## BEGIN Items

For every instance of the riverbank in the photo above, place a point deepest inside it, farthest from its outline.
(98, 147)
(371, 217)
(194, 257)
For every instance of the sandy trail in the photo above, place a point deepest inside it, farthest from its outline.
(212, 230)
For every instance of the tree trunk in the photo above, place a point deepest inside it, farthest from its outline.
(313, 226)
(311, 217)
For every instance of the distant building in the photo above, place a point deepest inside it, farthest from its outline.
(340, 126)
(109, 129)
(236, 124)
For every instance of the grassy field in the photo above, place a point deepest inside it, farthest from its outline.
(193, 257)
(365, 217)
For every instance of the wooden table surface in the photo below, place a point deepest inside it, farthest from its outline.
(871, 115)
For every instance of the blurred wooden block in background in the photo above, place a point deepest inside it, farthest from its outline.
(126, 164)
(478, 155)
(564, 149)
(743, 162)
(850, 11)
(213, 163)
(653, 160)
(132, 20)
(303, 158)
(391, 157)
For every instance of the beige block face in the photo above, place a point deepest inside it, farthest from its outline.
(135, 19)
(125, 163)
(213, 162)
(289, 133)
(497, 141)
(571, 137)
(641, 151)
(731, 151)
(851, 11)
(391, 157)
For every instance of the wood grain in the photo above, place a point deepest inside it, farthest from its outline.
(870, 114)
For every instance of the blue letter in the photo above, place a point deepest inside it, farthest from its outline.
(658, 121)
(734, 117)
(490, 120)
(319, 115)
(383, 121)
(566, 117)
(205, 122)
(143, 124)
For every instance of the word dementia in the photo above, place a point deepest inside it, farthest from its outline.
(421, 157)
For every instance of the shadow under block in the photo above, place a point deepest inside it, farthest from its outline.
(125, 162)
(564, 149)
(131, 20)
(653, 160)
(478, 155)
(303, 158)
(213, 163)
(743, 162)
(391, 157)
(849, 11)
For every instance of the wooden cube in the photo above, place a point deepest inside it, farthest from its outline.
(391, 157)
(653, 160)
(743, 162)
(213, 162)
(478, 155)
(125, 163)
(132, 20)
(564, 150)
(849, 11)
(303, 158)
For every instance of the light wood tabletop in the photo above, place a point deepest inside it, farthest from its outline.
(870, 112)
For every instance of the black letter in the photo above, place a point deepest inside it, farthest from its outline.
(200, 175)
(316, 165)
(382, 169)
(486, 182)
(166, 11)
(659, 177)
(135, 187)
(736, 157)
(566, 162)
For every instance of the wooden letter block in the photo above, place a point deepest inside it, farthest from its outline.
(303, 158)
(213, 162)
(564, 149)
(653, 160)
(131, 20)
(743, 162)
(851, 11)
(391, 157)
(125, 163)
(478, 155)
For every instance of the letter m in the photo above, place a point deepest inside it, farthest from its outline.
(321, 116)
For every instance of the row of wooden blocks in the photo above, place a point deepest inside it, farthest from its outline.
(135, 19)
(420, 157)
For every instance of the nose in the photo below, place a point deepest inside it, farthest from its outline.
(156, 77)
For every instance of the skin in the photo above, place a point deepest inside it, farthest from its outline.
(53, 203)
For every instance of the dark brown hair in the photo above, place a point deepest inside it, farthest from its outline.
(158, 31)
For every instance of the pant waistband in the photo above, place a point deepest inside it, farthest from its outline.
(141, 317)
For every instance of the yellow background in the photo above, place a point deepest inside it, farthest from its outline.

## END Items

Please repeat verbatim every line of the listing from the line containing "For every instance of the pant" through the end of the listing, including that first line.

For every instance of the pant waistband in the photo above, place a point deepest inside it, farthest from its outline.
(141, 317)
For every instance of the yellow background in the photo above, place a point deepest inside it, farthest from its outline.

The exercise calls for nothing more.